Stored items
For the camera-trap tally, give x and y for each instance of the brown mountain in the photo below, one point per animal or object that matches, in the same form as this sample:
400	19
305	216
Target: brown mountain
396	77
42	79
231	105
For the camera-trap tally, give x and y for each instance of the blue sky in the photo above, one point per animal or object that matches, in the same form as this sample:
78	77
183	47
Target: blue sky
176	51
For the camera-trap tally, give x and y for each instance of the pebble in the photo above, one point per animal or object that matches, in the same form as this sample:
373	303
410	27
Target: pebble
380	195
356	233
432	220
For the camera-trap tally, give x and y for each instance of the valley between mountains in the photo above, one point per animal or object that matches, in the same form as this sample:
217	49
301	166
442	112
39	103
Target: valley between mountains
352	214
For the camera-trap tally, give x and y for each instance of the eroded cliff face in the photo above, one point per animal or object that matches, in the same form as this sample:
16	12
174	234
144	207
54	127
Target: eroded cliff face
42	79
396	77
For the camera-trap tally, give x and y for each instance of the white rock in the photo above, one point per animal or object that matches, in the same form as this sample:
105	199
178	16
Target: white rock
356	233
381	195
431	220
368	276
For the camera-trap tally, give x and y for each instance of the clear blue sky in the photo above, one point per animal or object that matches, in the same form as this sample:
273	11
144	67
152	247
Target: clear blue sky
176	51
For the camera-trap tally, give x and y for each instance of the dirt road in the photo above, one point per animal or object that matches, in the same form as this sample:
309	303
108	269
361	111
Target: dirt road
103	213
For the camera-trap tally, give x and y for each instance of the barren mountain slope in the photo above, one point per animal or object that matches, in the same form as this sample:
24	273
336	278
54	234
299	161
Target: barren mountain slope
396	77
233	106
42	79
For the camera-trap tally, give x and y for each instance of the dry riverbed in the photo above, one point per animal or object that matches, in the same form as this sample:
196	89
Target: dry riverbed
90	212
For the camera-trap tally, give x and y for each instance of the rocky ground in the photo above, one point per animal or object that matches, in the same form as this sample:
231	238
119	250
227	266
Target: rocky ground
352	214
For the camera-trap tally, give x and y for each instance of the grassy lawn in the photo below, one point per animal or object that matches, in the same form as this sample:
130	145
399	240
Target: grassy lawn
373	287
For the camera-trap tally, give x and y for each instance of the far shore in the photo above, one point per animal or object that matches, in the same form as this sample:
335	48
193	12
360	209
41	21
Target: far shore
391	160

**Directions for this task**. Rewrite all the rows above, swapping "camera-trap tally" for "trail-camera count" each time it occurs and keeping everything else the same.

**Final result**.
For the trail-camera count, give x and y for each instance of the brown mountain in the photo below, one point per animal or object that matches, in the same form as this sample:
400	19
305	216
Target: brown mountain
396	77
42	79
231	105
For the trail-camera count, give x and y for each instance of the blue sky in the photo above, one point per animal or object that matches, in the same form as this sample:
78	77
183	47
Target: blue sky
176	51
For the trail-camera count, give x and y for each instance of the pebble in the photo above, one point per animal or object that matches, in the same form as this sample:
373	303
410	27
Target: pebble
380	195
356	233
432	220
For the trail-camera count, give x and y for each instance of the valley between mountains in the photo above, one point per animal or object that matches, in the same form as this sample:
217	49
301	166
442	112
39	103
Target: valley between mountains
352	214
For the trail-camera count, give x and y for each instance of the eroded cliff face in the photo above, one point per animal or object that matches, in the same form as this sample:
16	12
174	234
144	207
54	127
Target: eroded cliff face
42	79
396	77
For the trail-camera count, give x and y for each instance of the white rock in the photo above, one point per animal or object that matches, in the same form as this sample:
105	199
178	16
Target: white rock
356	233
381	195
431	220
368	276
For the trail-camera count, give x and y for each instance of the clear blue sky in the photo above, one point per animal or object that matches, in the same form as this sample:
273	11
144	67
152	247
Target: clear blue sky
176	51
For the trail-camera count, give x and y for each instance of the dirt road in the photo above, one point per animal or object that matches, in the same form as this sample:
309	303
108	269
361	111
Target: dirt road
103	213
For the trail-camera count, give x and y for each instance of the barren mountain slope in the photo above, one point per animal or object that matches, in the same form as this sample:
24	273
336	278
54	234
299	161
Target: barren mountain slope
396	77
233	106
42	79
For the trail-camera count, give x and y for each instance of the dry riverbed in the photo above, one point per animal or object that matches, in the same form as this sample:
196	89
Target: dry riverbed
90	212
For the trail-camera count, give x and y for each instance of the rocky ground in the photo above, one point per animal or object that matches, in the same form as this sample:
231	238
119	250
227	266
Target: rocky ground
352	214
For the trail-camera count, give x and y for each instance of the grassy lawn in the photo below, one point per animal or object that matches, in the same form as this sample:
130	145
399	240
Target: grassy lawn
373	287
For the trail-camera count, give x and y for each instance of the far shore in the photo above, one point per animal or object that matches, in the same form as this sample:
335	48
193	12
360	209
41	21
Target: far shore
391	160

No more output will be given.